Two iterations of Power Spot (1970). White flipped the negative vertically between the first and the second version.

Later, as he became more interested in anthropology and myth, he began to experiment with how individual images influenced a viewer by how they were presented. In a work he called Totemic Sequence, composed of 10 photographs, he included the same image as both the opening and the closing picture. The last picture is the first picture turned upside down. White felt that this change illustrated the simultaneous reality and unreality in a photograph. The title he gave to the first image was "Power Spot."

White wrote extensively about his thought about sequences, both in his journal and in articles. In his journal he wrote "The photographs in a Sequence or Constellation may be compared to a dance or theme. The major points of the whole are stated and restated with variations until the very last member of the audience has encountered it or them." He also wrote "Sequence now means that the joy of photographing in the light of the sun is balanced by the joy of editing in the light of the mind."

During his lifetime White created or planned about 100 groups of his photographs, including sequences (with multiple versions), series and portfolios. Many were named simply "Sequence" followed by a number, but for several he added artistic titles that reflected his ideas that photographs represent more than their obvious subject matter.

→ **TASK INSTRUCTIONS**:
[1] How many photographs make up Totemic Sequence, according to the passage on White's photographic sequences?
[2] Extend the passage on White's photographic sequences from where it stops.

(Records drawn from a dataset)
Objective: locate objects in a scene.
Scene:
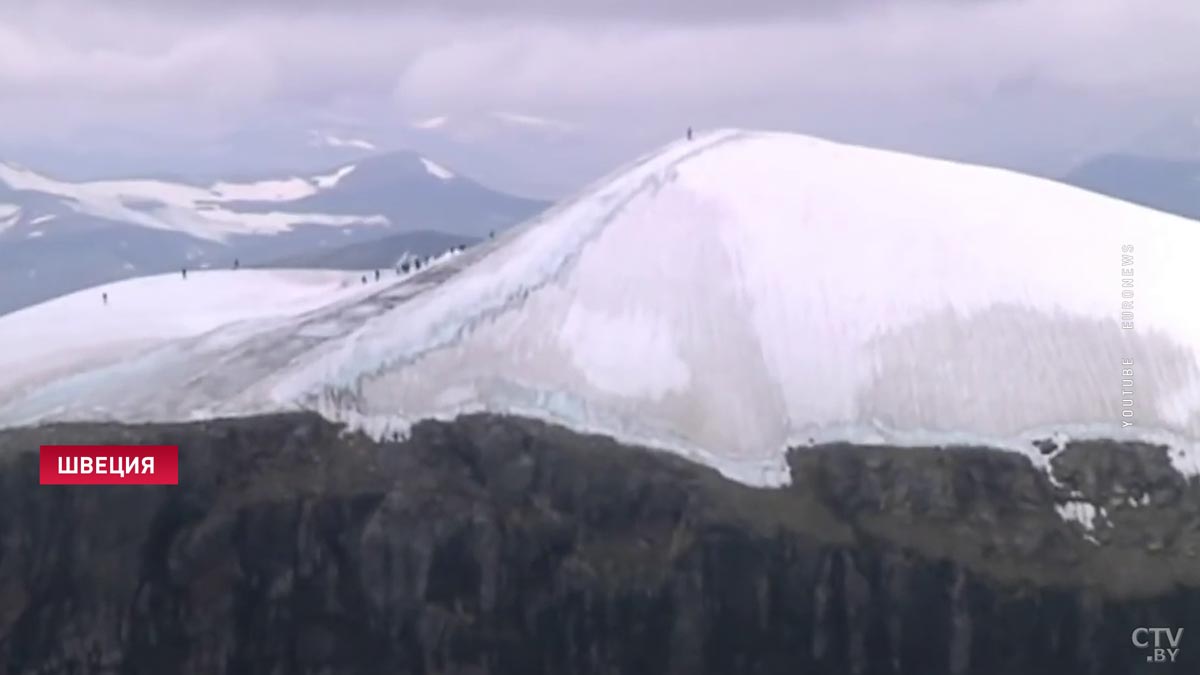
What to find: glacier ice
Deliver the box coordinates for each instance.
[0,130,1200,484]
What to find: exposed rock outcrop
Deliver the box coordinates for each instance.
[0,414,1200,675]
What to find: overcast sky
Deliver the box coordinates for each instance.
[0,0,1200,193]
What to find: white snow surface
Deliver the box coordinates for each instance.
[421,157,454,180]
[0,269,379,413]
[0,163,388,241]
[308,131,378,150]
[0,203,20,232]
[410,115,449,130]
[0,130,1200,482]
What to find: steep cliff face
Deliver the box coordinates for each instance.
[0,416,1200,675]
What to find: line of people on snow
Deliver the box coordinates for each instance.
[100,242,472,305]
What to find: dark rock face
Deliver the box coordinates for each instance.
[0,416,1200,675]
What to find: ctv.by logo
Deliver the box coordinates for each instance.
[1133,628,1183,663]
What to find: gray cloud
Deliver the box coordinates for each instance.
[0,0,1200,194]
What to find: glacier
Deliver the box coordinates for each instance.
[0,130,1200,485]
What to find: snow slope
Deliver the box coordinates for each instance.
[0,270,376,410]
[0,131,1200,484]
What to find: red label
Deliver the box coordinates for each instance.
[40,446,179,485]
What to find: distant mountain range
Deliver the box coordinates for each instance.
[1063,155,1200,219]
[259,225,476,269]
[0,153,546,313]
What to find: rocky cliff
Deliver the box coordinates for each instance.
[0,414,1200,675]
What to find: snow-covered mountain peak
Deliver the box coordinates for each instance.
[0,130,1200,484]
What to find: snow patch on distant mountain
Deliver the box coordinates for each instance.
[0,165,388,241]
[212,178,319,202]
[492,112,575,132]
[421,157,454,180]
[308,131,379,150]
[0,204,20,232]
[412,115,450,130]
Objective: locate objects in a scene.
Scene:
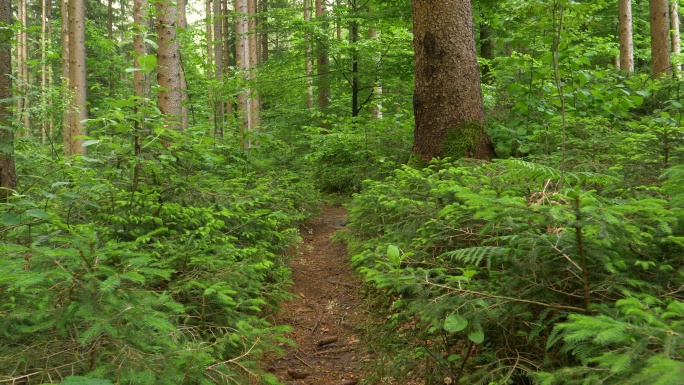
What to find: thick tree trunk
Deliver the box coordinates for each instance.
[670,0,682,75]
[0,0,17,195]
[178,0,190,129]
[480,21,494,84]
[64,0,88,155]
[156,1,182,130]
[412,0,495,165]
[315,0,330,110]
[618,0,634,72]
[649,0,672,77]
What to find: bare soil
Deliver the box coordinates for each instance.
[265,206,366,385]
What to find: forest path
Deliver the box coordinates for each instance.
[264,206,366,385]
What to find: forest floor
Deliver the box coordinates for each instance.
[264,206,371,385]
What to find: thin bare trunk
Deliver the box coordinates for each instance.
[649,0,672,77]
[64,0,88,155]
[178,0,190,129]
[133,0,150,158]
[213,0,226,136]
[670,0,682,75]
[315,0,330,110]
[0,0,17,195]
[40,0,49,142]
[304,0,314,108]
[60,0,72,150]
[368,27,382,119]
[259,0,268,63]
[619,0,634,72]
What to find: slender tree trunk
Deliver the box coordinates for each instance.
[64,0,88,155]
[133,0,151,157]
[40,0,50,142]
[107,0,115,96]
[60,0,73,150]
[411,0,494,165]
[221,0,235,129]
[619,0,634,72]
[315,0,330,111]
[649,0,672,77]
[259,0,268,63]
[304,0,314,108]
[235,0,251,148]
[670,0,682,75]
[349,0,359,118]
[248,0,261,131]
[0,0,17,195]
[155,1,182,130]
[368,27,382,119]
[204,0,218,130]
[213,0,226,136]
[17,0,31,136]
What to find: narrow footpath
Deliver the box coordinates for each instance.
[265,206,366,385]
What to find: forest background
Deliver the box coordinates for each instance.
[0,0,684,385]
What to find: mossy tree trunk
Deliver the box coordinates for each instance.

→ **ANSWERS GIVEN**:
[1] Ten photographs.

[2]
Some of his major sequences are:
- Song Without Words (1947)
- Second Sequence: Amputations (1947)
- The Temptation of St. Anthony Is Mirrors (1948). This sequence is White's most personal body of work, composed entirely of photos of a model at CSFA named Tom Murphy. The 32 images include intimate portraits and figure studies, many of which showed Murphy's frontal full-nude body. At the time it was illegal to either exhibit or publish images that explicitly showed male genitals, and if White would have let it be known that he had taken the photographs he would have been exposed as a homosexual and subjected to harassment and loss of his job. He mounted and bound two copies of the photos into small, hand-made books, gave one to Murphy and kept the other copy for himself. Many of the photos in this sequence were never published during his lifetime, and the complete sequence was exhibited for the first time only in 2014 at the J. Paul Getty Museum in Los Angeles.
- Sequence 11 / The Young Man as Mystic (1955)
- Sequence 13 / Return to the Bud (1959)
- Sequence 16 / The Sound of One Hand (1960)
- Sequence 17 / Out of My love for You I Will Try to Give You Back Yourself (1963)
- Slow Dance (1965). White stepped outside of his usual methods in creating this sequence, which consists of 80 color slides intended to be seen on dual projectors. It was inspired by his interest in movement as interpreted through Gurdjieff's "rhythmic rituals."
- Totemic Sequence (1974)

===Quotations===
- "At first glance a photograph can inform us. At second glance it can reach us."
- "Be still with yourself until the object of your attention affirms your presence."
- "Camera and I have gotten into some eye pursuit of intensified consciousness."
- "Equivalency functions on the assumption that the following equation is factual: Photograph + Person Looking Mental Image."
- "In becoming a photographer I am only changing medium. The essential core of both verse and photography is poetry."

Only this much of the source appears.